> _WHAT IS REQUIRED_
Count the lines in the data below that contain the string "every", matching case exactly. Reply with the number alone.

Data listing
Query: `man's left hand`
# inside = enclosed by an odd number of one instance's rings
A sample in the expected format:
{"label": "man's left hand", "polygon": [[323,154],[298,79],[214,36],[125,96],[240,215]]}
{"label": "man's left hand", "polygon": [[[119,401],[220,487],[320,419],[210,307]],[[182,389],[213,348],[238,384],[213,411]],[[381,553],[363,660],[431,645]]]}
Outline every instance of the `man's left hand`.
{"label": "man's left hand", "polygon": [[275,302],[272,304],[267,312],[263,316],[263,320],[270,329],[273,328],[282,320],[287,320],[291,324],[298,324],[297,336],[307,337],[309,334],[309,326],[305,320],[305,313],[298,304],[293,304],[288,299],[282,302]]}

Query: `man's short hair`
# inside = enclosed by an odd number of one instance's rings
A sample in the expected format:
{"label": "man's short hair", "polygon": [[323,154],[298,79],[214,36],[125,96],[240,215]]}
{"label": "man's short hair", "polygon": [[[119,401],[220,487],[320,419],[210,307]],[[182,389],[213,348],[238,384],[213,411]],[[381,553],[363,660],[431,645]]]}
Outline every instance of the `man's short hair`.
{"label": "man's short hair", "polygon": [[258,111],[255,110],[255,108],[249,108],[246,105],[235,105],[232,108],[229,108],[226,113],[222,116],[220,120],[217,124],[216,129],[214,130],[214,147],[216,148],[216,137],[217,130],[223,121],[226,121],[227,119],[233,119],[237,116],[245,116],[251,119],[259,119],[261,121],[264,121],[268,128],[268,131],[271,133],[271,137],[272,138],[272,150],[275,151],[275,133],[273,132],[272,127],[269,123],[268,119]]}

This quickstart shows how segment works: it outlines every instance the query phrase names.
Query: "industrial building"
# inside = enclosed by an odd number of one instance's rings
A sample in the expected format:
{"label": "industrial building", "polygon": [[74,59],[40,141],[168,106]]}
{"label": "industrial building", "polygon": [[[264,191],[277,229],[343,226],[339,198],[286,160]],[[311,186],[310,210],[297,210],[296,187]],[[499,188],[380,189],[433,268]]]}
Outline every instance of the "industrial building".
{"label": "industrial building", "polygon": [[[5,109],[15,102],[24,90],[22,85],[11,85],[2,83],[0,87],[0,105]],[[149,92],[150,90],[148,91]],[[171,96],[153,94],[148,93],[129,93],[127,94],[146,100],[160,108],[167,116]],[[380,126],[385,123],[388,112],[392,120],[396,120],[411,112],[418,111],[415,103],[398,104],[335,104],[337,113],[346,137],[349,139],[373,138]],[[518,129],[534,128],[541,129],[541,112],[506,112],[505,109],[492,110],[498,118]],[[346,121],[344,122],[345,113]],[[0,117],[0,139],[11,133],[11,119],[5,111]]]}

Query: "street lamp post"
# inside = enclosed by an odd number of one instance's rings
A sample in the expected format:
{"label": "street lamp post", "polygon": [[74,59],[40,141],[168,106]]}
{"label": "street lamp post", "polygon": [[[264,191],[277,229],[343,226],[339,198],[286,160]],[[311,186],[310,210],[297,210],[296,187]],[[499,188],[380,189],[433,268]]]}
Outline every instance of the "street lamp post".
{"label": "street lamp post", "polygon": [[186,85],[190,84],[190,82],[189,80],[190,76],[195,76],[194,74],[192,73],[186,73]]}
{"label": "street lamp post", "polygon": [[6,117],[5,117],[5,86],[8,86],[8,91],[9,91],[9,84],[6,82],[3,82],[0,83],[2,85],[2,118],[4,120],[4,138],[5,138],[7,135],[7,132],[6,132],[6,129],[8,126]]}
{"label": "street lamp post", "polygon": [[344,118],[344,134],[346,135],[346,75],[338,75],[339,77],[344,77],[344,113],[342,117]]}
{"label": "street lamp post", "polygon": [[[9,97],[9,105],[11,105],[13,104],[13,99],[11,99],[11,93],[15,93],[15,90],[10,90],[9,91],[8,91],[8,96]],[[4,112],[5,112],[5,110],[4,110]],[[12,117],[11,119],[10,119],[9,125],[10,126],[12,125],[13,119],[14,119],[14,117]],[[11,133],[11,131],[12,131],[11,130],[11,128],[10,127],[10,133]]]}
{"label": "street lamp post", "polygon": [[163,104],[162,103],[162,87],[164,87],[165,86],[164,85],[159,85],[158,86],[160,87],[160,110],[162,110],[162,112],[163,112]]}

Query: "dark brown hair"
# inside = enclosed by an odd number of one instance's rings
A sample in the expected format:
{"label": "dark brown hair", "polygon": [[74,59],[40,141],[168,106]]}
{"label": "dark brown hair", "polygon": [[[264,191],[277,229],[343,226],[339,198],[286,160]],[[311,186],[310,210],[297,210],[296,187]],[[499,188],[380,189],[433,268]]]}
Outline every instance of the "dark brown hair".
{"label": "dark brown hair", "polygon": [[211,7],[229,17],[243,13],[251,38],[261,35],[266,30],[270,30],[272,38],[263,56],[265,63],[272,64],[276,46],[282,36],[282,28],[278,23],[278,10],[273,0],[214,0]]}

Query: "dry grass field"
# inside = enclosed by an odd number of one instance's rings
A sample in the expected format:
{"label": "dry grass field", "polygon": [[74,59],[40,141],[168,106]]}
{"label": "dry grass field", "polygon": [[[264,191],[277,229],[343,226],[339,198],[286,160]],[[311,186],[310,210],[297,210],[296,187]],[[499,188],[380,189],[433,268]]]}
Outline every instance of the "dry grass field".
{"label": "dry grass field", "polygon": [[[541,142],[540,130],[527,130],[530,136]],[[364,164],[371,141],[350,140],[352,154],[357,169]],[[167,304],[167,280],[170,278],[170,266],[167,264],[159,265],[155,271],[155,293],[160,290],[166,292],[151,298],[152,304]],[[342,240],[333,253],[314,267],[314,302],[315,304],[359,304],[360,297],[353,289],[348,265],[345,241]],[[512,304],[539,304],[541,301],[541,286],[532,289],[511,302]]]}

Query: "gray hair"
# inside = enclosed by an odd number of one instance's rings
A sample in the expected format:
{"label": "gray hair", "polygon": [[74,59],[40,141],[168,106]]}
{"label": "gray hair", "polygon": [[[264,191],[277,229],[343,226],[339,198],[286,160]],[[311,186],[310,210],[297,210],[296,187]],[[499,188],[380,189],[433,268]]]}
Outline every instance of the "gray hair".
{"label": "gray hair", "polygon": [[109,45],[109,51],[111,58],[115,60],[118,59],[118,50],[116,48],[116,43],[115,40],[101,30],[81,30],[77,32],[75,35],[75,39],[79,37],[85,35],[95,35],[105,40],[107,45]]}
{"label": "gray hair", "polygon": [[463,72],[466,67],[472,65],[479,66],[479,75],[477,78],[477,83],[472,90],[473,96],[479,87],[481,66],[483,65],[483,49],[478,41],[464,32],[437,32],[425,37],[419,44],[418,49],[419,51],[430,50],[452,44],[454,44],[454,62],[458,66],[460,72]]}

> _OUTPUT FOR THIS EXERCISE_
8